▶ What is needed:
Reproduce the entries from the beginning through the line containing "[(250, 203), (214, 197)]", swapping "bird's claw" for "bird's talon" and leaving everything else unchanged.
○ ○ ○
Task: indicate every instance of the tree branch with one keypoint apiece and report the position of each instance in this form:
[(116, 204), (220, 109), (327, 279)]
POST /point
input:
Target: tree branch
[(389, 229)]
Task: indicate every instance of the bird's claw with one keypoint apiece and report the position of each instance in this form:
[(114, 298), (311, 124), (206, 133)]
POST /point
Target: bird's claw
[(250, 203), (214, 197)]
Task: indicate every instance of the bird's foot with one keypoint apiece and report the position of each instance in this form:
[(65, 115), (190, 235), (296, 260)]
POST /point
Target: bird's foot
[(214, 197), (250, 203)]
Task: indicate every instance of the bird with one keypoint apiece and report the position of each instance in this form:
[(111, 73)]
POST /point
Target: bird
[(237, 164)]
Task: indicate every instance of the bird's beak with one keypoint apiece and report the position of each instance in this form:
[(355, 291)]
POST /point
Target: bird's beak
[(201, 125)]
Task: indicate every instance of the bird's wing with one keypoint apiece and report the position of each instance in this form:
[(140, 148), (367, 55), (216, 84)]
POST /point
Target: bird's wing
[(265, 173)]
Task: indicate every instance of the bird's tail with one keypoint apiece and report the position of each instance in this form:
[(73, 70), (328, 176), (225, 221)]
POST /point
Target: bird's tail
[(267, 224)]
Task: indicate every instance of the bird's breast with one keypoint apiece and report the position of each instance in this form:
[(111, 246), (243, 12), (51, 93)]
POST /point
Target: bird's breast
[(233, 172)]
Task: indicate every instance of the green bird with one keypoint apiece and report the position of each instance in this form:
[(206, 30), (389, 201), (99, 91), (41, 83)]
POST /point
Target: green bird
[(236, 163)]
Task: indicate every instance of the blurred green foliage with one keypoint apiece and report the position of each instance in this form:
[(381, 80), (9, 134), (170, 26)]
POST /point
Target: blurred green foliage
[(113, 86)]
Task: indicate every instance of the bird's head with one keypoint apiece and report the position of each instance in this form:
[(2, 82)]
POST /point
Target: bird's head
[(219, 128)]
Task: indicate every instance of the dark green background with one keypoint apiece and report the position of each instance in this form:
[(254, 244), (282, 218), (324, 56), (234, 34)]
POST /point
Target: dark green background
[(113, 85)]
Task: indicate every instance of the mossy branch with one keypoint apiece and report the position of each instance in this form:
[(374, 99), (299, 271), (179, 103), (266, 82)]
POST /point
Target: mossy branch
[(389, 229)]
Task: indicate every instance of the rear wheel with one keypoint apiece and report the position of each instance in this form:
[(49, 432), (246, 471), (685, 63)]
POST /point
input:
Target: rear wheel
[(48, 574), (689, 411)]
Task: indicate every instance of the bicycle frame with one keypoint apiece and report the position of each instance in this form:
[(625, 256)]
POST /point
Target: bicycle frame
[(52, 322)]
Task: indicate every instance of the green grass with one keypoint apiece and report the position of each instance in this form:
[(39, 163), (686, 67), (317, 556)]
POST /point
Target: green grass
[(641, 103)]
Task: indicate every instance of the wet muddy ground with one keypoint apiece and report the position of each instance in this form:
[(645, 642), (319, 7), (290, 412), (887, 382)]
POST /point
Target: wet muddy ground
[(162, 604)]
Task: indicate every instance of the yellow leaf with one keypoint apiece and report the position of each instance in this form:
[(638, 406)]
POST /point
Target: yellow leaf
○ ○ ○
▶ Response to the exercise:
Task: indicate every instance of the tree branch with one keypoint apiece and report the position of each instance in this form:
[(116, 204), (220, 109), (327, 279)]
POST /point
input:
Target: tree branch
[(389, 229)]
Task: indicate every instance of the bird's talon with one keypoint apiece and report the position of each instance in this form:
[(114, 298), (311, 124), (206, 133)]
POST /point
Target: bird's talon
[(250, 203), (214, 197)]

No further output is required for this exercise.